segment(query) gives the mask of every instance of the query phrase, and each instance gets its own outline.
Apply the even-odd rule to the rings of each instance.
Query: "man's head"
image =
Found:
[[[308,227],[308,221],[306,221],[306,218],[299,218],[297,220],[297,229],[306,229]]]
══════════════════════════════
> **Task description**
Every record must be written out again without any change.

> **Answer area**
segment(query) gives the mask of every instance of the query phrase, and each instance gets its own outline.
Apply the even-odd rule to the rings of each instance.
Query: "man's head"
image =
Found:
[[[308,227],[308,221],[306,221],[306,218],[299,218],[297,220],[297,229],[306,229]]]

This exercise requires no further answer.